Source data

━━━━━━━━━━━━━━━━━━━━━━━━━━━━━━

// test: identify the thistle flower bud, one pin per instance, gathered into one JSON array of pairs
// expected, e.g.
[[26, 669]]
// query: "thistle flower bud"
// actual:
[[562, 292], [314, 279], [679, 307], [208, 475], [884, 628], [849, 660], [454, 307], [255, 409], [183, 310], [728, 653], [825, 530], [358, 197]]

━━━━━━━━━━━━━━━━━━━━━━━━━━━━━━

Task description ->
The response should be every record above restated exactly.

Task response ->
// test: identify the thistle flower bud, one pin per instance, gathered into one JSON array of pairs
// expected, e.g.
[[26, 669]]
// query: "thistle flower bud"
// actual:
[[562, 292], [314, 279], [679, 307], [208, 475], [884, 628], [849, 660], [454, 307], [255, 409], [183, 310], [728, 653], [825, 530], [358, 197]]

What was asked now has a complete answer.